Cuestionario:
1. Reescribe el fragmento del artículo sobre la crisis colombiana que empieza en "El Gobierno parece" y sigue hasta "hay que divertirse.", sustituyendo "pachanga" por "fiesta".
2. Según el artículo sobre la crisis colombiana, ¿en qué periódico publicó Alfredo Rangel su columna del domingo?
3. ¿Qué funcionarios nombra el artículo sobre la crisis colombiana al describir el Gobierno como una "pachanga"? Enuméralos todos.

Lo más preocupante de una crisis no es la crisis, sino que parte de ella sea la incapacidad para enfrentarla y superarla. Está ocurriendo en Colombia. Pocos niegan la gravedad del pantano en que nos hundimos, pero la confusión de la dirigencia instalada en el poder nos sepulta cada vez más en la ciénaga.
El Gobierno parece a veces una pachanga: el Comisionado de Paz lanza mensajes políticos a los partidos; el Ministro del Interior le revira; el Comandante de la Policía perora sobre conflictos internacionales; el Ministro de Agricultura encabeza la oposición al despeje humanitario y lidera la reelección presidencial; el presidente Álvaro Uribe repudia en público "todo lo que nos lance a la incertidumbre", aunque mantiene en la incertidumbre la tercera elección. Luego, para completar el ajiaco de señales, se arroja por un tobogán acuático, como cualquier colegial, y no sabemos si la húmeda peripecia es metáfora de su administración o sugerencia de que aquí no pasa nada y hay que divertirse.
En medio de las caóticas contradicciones brota una enrarecida atmósfera autoritaria. El Presidente se lía a bofetadas verbales con el abogado de un magistrado al que acusó, se multiplica el juego sucio de diversa procedencia y abundan las descalificaciones a opositores del Gobierno, como el peligroso señalamiento personal que acaban de hacer Uribe y sus asesores a los ya amenazados Gustavo Petro, Iván Cepeda y León Valencia. Ignoramos si los desvaríos de algunos gladiadores uribistas son producto del delirio político extremo o encarnan mensajes oficiales enviados por interpuesta persona. Observadores que se ganaron el respeto de la opinión por sus serenos antecedentes en el campo del análisis, como Alfredo Rangel, hoy proponen cosas aterradoras. El domingo, en su columna de EL TIEMPO, Rangel atribuyó al periodista Daniel Coronell parte de la responsabilidad del posible cohecho que permitió a altos funcionarios conseguir el voto de Yidis Medina para aprobar la reforma constitucional de la reelección. Como es sabido, la congresista concedió a Coronell unas declaraciones donde relataba el episodio, pero exigió que no lo revelara a menos que ella lo autorizase o sufriese algún percance. Honró el compromiso Coronell, en actuación que no rasguña en lo más mínimo la ética profesional, y solo cuando Yidis decidió hacer públicas sus palabras, divulgó Coronell el testimonio.

[Entradas del conjunto de datos]
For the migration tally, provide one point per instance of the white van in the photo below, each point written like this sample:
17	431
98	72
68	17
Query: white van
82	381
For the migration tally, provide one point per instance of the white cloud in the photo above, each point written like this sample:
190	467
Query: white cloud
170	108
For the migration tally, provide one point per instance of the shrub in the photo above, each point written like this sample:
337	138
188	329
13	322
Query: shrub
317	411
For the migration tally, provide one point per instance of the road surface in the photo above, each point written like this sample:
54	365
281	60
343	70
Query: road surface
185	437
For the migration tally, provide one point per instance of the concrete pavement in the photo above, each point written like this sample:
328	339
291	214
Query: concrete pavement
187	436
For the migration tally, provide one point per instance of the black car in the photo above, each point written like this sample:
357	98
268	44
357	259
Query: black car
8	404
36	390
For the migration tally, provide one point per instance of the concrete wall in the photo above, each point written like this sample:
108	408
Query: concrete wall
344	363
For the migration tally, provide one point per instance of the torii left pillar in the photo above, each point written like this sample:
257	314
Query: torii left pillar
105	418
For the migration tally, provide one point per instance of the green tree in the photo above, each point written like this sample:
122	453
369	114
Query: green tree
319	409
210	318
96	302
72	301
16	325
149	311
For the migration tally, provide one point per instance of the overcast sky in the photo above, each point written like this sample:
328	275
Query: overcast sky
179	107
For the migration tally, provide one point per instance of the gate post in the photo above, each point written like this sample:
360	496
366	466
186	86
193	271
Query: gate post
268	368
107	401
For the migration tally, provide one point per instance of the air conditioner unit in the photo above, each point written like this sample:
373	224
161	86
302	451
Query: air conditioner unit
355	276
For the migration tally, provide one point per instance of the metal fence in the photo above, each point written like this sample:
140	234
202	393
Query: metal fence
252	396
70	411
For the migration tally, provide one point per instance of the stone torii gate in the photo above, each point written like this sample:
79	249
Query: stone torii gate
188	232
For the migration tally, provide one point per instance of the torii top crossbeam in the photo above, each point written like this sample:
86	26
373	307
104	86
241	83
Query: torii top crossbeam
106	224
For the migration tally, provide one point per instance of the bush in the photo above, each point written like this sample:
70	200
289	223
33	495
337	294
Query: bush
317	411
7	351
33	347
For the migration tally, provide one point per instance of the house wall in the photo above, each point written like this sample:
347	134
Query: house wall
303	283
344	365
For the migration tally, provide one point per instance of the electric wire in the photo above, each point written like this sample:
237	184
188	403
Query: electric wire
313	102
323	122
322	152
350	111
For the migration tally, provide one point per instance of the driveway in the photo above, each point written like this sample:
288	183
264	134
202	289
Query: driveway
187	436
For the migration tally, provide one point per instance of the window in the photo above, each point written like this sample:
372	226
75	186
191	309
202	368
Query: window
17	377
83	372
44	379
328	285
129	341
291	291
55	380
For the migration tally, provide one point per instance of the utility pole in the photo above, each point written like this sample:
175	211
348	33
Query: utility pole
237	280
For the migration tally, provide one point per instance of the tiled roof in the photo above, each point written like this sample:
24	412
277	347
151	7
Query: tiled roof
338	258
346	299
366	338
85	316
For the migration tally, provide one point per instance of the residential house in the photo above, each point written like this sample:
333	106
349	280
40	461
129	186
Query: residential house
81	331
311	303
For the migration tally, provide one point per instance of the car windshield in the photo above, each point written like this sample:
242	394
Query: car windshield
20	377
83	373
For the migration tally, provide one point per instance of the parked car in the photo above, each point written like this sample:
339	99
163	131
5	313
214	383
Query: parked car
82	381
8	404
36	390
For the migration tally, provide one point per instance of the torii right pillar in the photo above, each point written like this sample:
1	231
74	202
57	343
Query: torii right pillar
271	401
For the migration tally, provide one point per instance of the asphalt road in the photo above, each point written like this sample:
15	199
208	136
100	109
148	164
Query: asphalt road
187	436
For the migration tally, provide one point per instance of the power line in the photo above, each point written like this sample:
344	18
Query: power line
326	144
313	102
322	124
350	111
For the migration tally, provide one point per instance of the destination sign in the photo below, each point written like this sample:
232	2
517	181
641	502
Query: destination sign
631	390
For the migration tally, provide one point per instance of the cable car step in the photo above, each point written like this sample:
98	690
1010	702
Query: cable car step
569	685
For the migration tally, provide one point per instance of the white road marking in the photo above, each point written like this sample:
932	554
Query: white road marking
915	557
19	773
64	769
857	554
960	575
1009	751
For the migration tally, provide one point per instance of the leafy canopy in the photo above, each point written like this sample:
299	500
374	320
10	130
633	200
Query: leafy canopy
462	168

Respuestas por tarea:
1.
El Gobierno parece a veces una fiesta: el Comisionado de Paz lanza mensajes políticos a los partidos; el Ministro del Interior le revira; el Comandante de la Policía perora sobre conflictos internacionales; el Ministro de Agricultura encabeza la oposición al despeje humanitario y lidera la reelección presidencial; el presidente Álvaro Uribe repudia en público "todo lo que nos lance a la incertidumbre", aunque mantiene en la incertidumbre la tercera elección. Luego, para completar el ajiaco de señales, se arroja por un tobogán acuático, como cualquier colegial, y no sabemos si la húmeda peripecia es metáfora de su administración o sugerencia de que aquí no pasa nada y hay que divertirse.

2. En EL TIEMPO.

3.
- El Comisionado de Paz
- El Ministro del Interior
- El Comandante de la Policía
- El Ministro de Agricultura
- El presidente Álvaro Uribe